• _WORK INSTRUCTIONS_: For each record below, retype the text exactly and omit any image.

• _RECORDS FOR THE EXERCISE_:

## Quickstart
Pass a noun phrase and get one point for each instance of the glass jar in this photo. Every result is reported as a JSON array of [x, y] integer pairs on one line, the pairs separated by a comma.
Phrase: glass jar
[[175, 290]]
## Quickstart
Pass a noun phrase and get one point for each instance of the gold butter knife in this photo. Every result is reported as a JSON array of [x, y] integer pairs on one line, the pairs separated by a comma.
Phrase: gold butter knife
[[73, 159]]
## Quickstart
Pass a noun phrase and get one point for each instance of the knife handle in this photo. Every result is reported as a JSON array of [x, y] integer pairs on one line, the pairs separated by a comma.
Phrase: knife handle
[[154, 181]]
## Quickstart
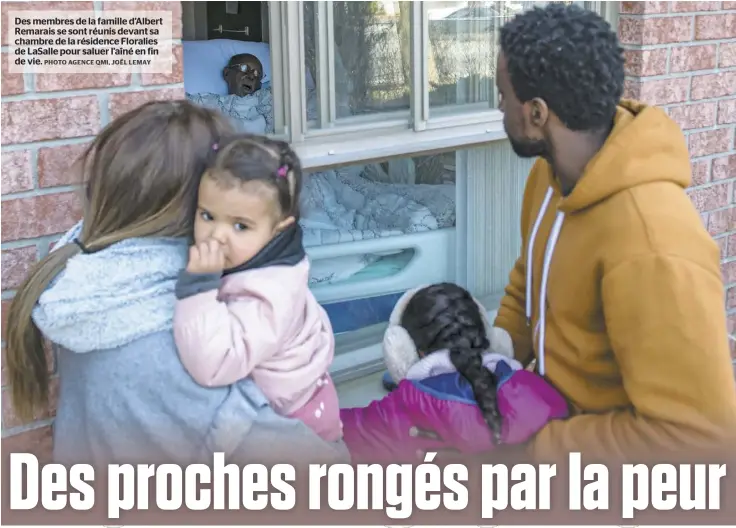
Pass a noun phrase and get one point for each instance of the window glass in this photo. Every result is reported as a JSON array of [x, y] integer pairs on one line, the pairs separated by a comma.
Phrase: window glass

• _ANSWER TO THIS PROBLEM_:
## Quickstart
Pass a noun phrase and get one point for each instance of the glass jar in this photo. Every result is reported as a JSON array of [x, y] integer pairs on one line, the pairs separated by a comma.
Phrase: glass jar
[[175, 290]]
## Quickstart
Pass a noun phrase and get one point for each instance of the gold butter knife in this photo. Every result is reported as a JSON array of [x, y] integer pairs on one line, the pairs separated by a comma.
Phrase: gold butter knife
[[73, 159]]
## Quickstart
Pass a noun phrase and get one point for each instance of the knife handle in this photo. Every result is reported as a JSON array of [x, y] integer pairs on one line, the pairs separated by a comma.
Phrase: knife handle
[[154, 181]]
## Quickstart
Pass a noun phrase and get one point for each instance of the window glass in this photo. Every result is reported as a JSON array of [x, y] integer pairs on one line, the pairs separated by a comma.
Phrase: window glass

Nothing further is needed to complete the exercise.